Excerpt:

•••••

Sabrina Jalees: The Comedy Lineup (Netflix)

Netflix’s The Comedy Lineup features a series of eight comics running a tight 15 minutes each. It’s a welcome change of pace from the recent oversaturation of half-hours and hour-longs plagued by filler and a plodding pace, and the comics in The Lineup are noticeably more at ease onstage with that material burden lifted off their shoulders. A quarter-hour allows new comedic voices to provide extra texture and added context to their point of view compared to the five to seven minutes of a late-night set but frees them up to have a leaner set as they slowly build to that half-hour or hour.

This laid-back tenor is wielded with maximum effect by Sabrina Jalees, who has the standout set of the Lineup. Jalees possesses a preternatural confidence and control in her storytelling abilities and casually commands the audience’s attention whether she’s detailing the experience of coming out to her family, outlining the only way to properly punish sex pests, or comparing the vein she saw up-close on a male stripper’s penis to the one that becomes visible in Julia Roberts’s forehead during an intense scene of Erin Brockovich. Her mellow demeanor is interactive, too, as Jalees’s crowd work physically extends to high-fiving audience members to punctuate a few jokes. A pure 15 minutes of cool, calm, and collected comedy.

Kyle Kinane: The Comedians (Netflix)

Kyle Kinane likes to take his time. His approach to performance is synonymous with patience. I often think of the “Garlic Juice” bit from his 2016 album Loose in Chicago, a 12-minute tale — lovingly rendered in exhaustive detail — about a visit to the doctor where she carries on a casual yet beguiling conversation about the best roasted-pork–and–broccoli rabe sandwich to get in Philadelphia … all while checking his testicles for a hernia. Kinane refuses to arrive at a cheap or easy punch, and he prefers to take the scenic route to get to the hilarious payoff. He’s reclined in the driver’s seat, never rushed in his detailed delivery, nor rushing the expectation of the audience who’s along for the ride.

•••••

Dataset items
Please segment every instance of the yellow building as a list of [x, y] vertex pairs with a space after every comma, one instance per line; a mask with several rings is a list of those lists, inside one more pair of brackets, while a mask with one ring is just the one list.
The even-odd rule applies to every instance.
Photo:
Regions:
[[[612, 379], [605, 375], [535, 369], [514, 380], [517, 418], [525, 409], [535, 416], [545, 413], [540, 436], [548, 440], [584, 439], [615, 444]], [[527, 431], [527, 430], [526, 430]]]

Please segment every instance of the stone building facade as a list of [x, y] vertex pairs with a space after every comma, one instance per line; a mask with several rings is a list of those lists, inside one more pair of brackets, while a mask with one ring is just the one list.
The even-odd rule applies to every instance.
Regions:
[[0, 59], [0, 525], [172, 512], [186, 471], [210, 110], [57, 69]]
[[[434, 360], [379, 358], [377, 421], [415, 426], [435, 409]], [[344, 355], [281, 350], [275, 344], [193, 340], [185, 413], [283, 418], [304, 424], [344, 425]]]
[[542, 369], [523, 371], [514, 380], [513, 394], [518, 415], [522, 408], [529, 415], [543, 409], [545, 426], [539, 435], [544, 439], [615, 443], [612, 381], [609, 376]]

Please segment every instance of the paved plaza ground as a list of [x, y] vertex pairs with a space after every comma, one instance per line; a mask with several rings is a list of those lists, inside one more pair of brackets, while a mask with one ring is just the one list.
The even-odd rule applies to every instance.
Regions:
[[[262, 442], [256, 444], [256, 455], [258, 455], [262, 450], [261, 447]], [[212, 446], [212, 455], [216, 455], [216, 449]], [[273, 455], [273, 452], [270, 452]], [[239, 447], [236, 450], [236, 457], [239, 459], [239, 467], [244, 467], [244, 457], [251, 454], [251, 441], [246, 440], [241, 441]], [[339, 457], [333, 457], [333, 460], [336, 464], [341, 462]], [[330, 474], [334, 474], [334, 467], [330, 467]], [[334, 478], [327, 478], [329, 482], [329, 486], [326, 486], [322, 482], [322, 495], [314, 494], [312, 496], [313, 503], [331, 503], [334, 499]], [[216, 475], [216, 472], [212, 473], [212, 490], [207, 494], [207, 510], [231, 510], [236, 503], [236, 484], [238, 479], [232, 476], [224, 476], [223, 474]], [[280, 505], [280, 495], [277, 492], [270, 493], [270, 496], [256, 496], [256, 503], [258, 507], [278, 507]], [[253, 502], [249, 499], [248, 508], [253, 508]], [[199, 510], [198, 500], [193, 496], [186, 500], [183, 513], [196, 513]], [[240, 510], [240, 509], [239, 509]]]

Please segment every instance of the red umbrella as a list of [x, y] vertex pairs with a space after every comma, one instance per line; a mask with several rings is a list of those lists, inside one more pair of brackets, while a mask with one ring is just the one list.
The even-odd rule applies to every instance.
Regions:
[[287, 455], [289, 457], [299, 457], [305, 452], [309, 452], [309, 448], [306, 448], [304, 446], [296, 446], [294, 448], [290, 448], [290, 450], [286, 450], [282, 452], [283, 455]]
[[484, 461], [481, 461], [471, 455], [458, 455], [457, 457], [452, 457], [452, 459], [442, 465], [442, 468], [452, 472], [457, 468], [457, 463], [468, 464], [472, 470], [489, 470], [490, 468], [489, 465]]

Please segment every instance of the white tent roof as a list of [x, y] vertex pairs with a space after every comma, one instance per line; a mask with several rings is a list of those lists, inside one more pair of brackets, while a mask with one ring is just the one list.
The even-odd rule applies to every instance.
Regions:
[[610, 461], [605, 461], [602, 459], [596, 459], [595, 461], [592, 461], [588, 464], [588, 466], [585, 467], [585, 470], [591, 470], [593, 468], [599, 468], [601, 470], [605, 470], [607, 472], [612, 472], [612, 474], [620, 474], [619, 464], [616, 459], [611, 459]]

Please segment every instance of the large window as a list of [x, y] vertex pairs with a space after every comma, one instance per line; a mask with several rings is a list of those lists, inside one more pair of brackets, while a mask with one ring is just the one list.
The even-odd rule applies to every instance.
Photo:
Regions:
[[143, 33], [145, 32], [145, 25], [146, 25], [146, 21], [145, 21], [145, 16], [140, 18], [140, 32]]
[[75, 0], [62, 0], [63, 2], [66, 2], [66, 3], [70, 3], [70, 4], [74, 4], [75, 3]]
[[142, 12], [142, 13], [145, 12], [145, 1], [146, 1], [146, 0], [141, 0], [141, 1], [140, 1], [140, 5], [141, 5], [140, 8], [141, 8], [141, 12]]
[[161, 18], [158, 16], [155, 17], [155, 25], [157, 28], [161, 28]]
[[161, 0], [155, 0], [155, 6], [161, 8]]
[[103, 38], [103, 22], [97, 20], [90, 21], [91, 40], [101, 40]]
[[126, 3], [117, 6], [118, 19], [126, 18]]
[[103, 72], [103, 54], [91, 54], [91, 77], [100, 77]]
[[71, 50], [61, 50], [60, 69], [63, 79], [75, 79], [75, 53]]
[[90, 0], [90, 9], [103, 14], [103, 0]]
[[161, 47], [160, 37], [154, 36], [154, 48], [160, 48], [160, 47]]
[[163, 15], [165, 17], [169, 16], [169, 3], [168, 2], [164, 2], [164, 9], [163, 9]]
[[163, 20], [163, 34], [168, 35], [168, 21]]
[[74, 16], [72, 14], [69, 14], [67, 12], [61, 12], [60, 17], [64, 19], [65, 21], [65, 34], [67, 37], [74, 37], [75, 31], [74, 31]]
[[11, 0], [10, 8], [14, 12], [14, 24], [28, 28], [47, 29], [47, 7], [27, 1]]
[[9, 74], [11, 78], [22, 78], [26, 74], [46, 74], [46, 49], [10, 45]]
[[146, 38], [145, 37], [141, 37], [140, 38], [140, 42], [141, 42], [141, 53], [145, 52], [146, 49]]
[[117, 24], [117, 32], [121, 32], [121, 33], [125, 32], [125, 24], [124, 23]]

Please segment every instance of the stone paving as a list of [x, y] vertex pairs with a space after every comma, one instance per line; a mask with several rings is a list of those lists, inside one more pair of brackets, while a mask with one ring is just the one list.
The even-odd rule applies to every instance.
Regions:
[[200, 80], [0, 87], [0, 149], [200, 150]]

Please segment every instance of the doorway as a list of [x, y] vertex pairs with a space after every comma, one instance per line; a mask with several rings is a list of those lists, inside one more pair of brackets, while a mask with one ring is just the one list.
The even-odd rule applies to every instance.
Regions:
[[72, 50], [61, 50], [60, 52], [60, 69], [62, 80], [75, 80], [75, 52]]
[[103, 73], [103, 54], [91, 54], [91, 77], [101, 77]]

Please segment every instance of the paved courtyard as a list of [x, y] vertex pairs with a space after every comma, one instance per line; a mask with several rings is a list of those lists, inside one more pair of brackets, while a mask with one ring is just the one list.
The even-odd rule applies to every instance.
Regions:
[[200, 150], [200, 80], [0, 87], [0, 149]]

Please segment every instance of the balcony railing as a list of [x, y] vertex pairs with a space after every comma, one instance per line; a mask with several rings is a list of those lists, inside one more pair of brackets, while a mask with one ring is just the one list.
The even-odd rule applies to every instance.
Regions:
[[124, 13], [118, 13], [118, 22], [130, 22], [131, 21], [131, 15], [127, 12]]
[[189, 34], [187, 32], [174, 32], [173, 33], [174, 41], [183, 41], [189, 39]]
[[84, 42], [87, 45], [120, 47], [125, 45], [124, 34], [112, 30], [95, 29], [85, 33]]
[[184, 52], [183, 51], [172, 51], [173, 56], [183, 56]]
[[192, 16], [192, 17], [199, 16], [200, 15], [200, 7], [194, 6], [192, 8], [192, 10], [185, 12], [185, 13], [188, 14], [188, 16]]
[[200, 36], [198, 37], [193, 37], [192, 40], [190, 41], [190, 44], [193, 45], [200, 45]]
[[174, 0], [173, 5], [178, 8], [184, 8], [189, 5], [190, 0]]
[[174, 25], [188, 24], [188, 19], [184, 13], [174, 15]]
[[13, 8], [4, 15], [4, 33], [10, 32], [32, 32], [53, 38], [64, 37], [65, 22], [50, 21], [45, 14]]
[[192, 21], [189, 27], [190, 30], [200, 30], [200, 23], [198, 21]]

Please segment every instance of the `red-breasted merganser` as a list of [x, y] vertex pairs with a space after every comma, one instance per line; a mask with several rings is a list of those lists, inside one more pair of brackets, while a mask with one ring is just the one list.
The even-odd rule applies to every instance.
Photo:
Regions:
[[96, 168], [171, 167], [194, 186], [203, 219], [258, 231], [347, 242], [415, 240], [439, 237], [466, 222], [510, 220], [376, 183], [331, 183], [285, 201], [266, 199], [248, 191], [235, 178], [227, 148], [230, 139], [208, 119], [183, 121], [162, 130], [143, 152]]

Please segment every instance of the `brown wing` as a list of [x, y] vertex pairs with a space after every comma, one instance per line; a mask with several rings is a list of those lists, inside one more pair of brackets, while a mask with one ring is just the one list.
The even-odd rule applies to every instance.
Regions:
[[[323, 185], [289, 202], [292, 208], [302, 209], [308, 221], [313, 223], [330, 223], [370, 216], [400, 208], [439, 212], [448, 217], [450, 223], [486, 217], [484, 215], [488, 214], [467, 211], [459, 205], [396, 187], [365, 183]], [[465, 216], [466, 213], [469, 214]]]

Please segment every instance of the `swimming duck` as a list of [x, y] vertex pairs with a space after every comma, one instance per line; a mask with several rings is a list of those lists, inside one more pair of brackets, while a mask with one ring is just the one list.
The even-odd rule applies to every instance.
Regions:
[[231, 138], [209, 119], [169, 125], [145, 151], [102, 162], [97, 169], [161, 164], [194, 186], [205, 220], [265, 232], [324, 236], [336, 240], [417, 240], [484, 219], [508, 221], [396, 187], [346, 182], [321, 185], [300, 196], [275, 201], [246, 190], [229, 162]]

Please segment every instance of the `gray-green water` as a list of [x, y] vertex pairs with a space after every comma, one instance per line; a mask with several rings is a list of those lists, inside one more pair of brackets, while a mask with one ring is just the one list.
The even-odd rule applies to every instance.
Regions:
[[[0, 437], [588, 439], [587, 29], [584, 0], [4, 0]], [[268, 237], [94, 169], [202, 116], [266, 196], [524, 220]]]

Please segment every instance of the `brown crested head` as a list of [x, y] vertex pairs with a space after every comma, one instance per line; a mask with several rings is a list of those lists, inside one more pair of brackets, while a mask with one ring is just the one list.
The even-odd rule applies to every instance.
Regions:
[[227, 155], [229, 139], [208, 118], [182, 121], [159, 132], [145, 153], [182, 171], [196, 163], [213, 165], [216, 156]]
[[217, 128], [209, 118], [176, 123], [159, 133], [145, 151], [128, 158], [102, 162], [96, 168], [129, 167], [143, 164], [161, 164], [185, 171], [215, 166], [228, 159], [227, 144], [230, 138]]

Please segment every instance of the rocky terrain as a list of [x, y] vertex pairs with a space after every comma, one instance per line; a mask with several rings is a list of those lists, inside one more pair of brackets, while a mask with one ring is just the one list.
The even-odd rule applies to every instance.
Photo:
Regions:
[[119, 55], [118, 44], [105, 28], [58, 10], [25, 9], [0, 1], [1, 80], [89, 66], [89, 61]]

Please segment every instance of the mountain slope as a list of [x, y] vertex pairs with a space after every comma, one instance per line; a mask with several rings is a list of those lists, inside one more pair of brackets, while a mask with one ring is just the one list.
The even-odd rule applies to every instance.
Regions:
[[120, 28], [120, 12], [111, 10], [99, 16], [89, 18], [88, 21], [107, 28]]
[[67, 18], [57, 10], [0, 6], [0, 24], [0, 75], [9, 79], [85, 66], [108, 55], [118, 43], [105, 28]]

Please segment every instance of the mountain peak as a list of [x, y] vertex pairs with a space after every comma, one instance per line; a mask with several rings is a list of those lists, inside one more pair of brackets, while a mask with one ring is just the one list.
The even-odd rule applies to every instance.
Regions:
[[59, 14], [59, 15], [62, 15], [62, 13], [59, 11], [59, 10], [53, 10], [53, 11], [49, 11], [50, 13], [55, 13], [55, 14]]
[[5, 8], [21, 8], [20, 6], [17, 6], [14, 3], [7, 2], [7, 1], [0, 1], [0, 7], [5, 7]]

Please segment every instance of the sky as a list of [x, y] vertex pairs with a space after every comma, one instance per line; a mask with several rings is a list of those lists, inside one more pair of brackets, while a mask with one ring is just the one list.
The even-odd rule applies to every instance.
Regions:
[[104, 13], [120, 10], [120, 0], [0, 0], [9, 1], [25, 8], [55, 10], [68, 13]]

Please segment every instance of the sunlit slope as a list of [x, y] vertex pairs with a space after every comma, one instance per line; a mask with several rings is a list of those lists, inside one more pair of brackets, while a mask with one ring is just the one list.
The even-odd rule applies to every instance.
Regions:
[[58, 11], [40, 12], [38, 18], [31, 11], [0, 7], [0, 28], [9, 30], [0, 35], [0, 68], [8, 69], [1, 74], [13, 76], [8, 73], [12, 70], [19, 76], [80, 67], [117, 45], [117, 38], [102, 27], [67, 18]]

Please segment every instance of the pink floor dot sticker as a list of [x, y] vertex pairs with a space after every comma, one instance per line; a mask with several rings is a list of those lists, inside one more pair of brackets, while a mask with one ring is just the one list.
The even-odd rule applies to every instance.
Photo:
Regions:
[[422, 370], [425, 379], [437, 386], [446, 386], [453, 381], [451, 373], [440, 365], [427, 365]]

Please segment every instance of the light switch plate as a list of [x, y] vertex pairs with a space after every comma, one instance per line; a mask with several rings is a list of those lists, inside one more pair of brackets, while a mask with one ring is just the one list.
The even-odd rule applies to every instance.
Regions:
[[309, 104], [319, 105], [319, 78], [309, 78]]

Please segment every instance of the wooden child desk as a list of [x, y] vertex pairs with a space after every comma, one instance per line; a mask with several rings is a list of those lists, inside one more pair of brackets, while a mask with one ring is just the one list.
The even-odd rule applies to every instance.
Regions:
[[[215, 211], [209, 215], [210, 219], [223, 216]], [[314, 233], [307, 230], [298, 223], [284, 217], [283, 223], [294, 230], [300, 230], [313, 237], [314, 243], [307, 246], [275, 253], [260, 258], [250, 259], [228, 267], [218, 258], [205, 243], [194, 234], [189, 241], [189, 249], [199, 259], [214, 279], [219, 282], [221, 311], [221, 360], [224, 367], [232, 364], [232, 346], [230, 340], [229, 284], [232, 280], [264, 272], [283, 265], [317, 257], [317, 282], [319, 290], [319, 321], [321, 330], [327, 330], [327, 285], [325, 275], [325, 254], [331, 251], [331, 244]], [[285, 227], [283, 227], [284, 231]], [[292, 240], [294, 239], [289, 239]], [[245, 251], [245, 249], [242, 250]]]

•••••

Exercise description: According to the comedy review above, on which album does Kyle Kinane's "Garlic Juice" bit appear?

Result: His 2016 album Loose in Chicago.